Material provided:
☆ ☆ ☆ ☆ ☆

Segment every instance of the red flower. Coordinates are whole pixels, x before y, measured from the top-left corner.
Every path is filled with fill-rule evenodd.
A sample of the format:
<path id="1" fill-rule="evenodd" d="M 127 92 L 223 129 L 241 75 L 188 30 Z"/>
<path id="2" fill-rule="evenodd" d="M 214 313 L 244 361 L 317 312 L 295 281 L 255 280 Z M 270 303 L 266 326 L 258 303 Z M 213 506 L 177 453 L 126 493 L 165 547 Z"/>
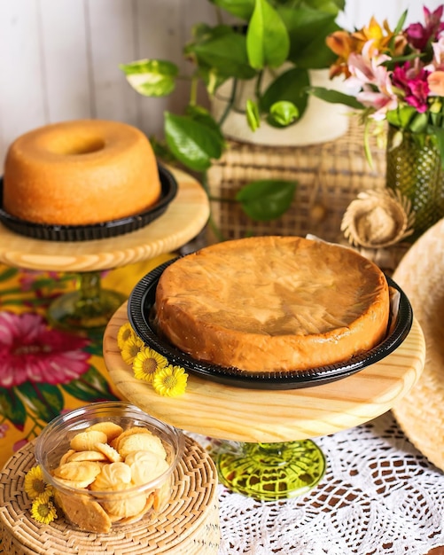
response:
<path id="1" fill-rule="evenodd" d="M 84 373 L 90 340 L 51 330 L 37 314 L 0 312 L 0 387 L 67 383 Z"/>
<path id="2" fill-rule="evenodd" d="M 419 113 L 424 113 L 428 108 L 429 74 L 424 67 L 412 66 L 409 62 L 395 67 L 393 73 L 393 85 L 404 92 L 404 100 Z"/>
<path id="3" fill-rule="evenodd" d="M 421 51 L 424 51 L 429 41 L 436 41 L 440 33 L 444 30 L 444 23 L 441 23 L 444 5 L 439 6 L 431 12 L 424 6 L 424 20 L 425 26 L 421 23 L 411 23 L 406 29 L 409 43 Z"/>

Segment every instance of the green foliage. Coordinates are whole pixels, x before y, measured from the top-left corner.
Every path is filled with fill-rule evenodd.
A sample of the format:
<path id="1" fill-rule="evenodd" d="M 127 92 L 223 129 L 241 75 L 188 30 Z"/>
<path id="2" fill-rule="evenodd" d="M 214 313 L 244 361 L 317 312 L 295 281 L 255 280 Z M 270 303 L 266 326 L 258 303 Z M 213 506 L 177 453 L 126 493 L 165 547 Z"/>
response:
<path id="1" fill-rule="evenodd" d="M 261 179 L 245 185 L 236 199 L 252 220 L 267 222 L 279 218 L 288 210 L 296 187 L 294 181 Z"/>
<path id="2" fill-rule="evenodd" d="M 255 83 L 255 97 L 241 106 L 252 130 L 264 121 L 285 128 L 302 117 L 308 90 L 316 94 L 310 90 L 308 70 L 327 68 L 334 60 L 325 38 L 339 28 L 335 20 L 345 7 L 345 0 L 208 1 L 219 13 L 219 24 L 193 27 L 191 38 L 183 49 L 184 59 L 192 66 L 190 74 L 181 75 L 175 64 L 160 59 L 120 66 L 129 83 L 146 97 L 171 94 L 179 79 L 191 83 L 186 113 L 166 112 L 166 145 L 157 141 L 154 145 L 156 152 L 162 152 L 168 161 L 178 160 L 195 172 L 206 172 L 225 150 L 221 128 L 234 107 L 239 81 Z M 264 72 L 273 75 L 265 87 Z M 231 98 L 224 114 L 215 121 L 197 105 L 198 83 L 203 83 L 211 98 L 228 80 Z M 274 219 L 288 209 L 295 189 L 292 182 L 255 182 L 243 189 L 237 200 L 251 218 Z"/>

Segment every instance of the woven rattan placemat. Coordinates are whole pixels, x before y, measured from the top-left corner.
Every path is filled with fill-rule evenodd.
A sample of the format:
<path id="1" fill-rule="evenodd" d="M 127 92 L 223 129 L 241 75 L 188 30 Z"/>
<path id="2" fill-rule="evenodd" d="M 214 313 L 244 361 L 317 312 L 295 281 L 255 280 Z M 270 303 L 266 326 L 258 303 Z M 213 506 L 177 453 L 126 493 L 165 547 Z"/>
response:
<path id="1" fill-rule="evenodd" d="M 48 525 L 30 516 L 24 492 L 27 472 L 35 465 L 34 443 L 15 453 L 0 473 L 0 536 L 8 555 L 134 554 L 211 555 L 220 543 L 214 464 L 186 437 L 184 456 L 174 473 L 172 500 L 157 520 L 141 520 L 110 534 L 70 528 L 63 516 Z"/>
<path id="2" fill-rule="evenodd" d="M 444 471 L 444 219 L 401 261 L 394 281 L 409 297 L 425 338 L 425 365 L 393 412 L 412 443 Z"/>

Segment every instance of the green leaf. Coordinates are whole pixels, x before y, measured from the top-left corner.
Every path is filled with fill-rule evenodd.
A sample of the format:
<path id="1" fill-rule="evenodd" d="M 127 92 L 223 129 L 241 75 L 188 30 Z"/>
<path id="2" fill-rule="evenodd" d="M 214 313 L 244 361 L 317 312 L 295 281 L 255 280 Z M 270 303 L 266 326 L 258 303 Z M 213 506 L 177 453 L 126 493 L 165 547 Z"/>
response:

☆ ☆ ☆ ☆ ☆

Set task:
Copy out all of the material above line for line, without changing anything and leaving out the pictures.

Written response:
Segment every instance of the red flower. Coordinates are whole pixels, x before y, measured from the top-left corner.
Every path is filled with fill-rule evenodd.
A sample of the format:
<path id="1" fill-rule="evenodd" d="M 127 92 L 223 129 L 241 75 L 188 30 Z"/>
<path id="2" fill-rule="evenodd" d="M 214 313 L 244 361 L 317 312 L 295 281 L 255 280 Z M 270 303 L 266 326 L 258 303 Z M 213 506 L 177 453 L 126 493 L 165 547 Z"/>
response:
<path id="1" fill-rule="evenodd" d="M 84 373 L 90 340 L 51 330 L 37 314 L 0 312 L 0 387 L 67 383 Z"/>
<path id="2" fill-rule="evenodd" d="M 419 113 L 424 113 L 428 108 L 429 74 L 424 67 L 412 66 L 409 62 L 395 67 L 393 73 L 393 85 L 404 92 L 404 100 Z"/>
<path id="3" fill-rule="evenodd" d="M 421 51 L 424 51 L 429 41 L 436 41 L 440 33 L 444 30 L 444 23 L 441 23 L 444 5 L 439 6 L 431 12 L 424 6 L 424 20 L 425 26 L 421 23 L 411 23 L 406 29 L 409 43 Z"/>

Segment every instance of the green foliage. Coordinates are whole pixels, x before y, measured from the top-left corner.
Every path is filled with fill-rule evenodd.
A sample of the format:
<path id="1" fill-rule="evenodd" d="M 127 92 L 223 129 L 241 75 L 188 30 Z"/>
<path id="2" fill-rule="evenodd" d="M 214 313 L 244 361 L 317 312 L 295 281 L 255 280 Z M 270 303 L 266 326 L 258 303 Z M 213 506 L 177 453 L 126 493 L 165 547 Z"/>
response:
<path id="1" fill-rule="evenodd" d="M 261 179 L 245 185 L 236 199 L 252 220 L 267 222 L 279 218 L 288 210 L 296 187 L 294 181 Z"/>
<path id="2" fill-rule="evenodd" d="M 255 83 L 255 97 L 241 106 L 252 130 L 264 121 L 285 128 L 302 117 L 308 90 L 316 94 L 310 90 L 308 70 L 327 68 L 334 60 L 325 38 L 339 28 L 335 20 L 345 7 L 345 0 L 208 1 L 219 13 L 219 24 L 193 27 L 191 38 L 183 49 L 184 59 L 192 66 L 190 74 L 181 75 L 175 64 L 160 59 L 120 66 L 129 83 L 146 97 L 171 94 L 179 79 L 191 83 L 186 113 L 166 112 L 166 145 L 157 141 L 154 145 L 156 152 L 162 152 L 168 161 L 178 160 L 195 172 L 206 172 L 225 150 L 221 128 L 234 107 L 239 81 Z M 264 72 L 273 75 L 265 87 Z M 231 98 L 224 114 L 215 121 L 197 105 L 198 83 L 203 83 L 211 98 L 228 80 Z M 274 219 L 288 209 L 295 189 L 292 182 L 255 182 L 243 189 L 237 200 L 251 218 Z"/>

Segment every instance of the woven rattan placemat. Coordinates are whole pixels, x before y, measured from the top-left corner.
Every path is filled with fill-rule evenodd.
A sample of the format:
<path id="1" fill-rule="evenodd" d="M 127 92 L 223 129 L 241 75 L 188 30 Z"/>
<path id="2" fill-rule="evenodd" d="M 214 313 L 244 361 L 317 312 L 295 281 L 255 280 Z M 270 303 L 266 326 L 258 303 Z M 213 506 L 177 453 L 126 493 L 165 547 Z"/>
response:
<path id="1" fill-rule="evenodd" d="M 48 525 L 30 516 L 24 492 L 27 472 L 35 465 L 34 443 L 15 453 L 0 473 L 0 536 L 8 555 L 134 554 L 211 555 L 220 543 L 214 464 L 186 437 L 184 456 L 174 473 L 172 500 L 157 520 L 141 520 L 110 534 L 70 528 L 63 516 Z"/>
<path id="2" fill-rule="evenodd" d="M 444 471 L 444 219 L 401 261 L 394 281 L 409 297 L 425 338 L 425 365 L 393 412 L 412 443 Z"/>

Segment every instance of the green leaf. Coordinates are whole pixels, x before y, measured from the top-left corner.
Every path is filled with fill-rule evenodd.
A sample of the format:
<path id="1" fill-rule="evenodd" d="M 127 92 L 223 129 L 241 75 L 188 30 Z"/>
<path id="2" fill-rule="evenodd" d="M 214 313 L 244 361 L 317 312 L 295 281 L 255 280 Z M 270 303 L 266 326 L 258 303 Z M 213 506 L 177 453 L 126 493 L 165 547 Z"/>
response:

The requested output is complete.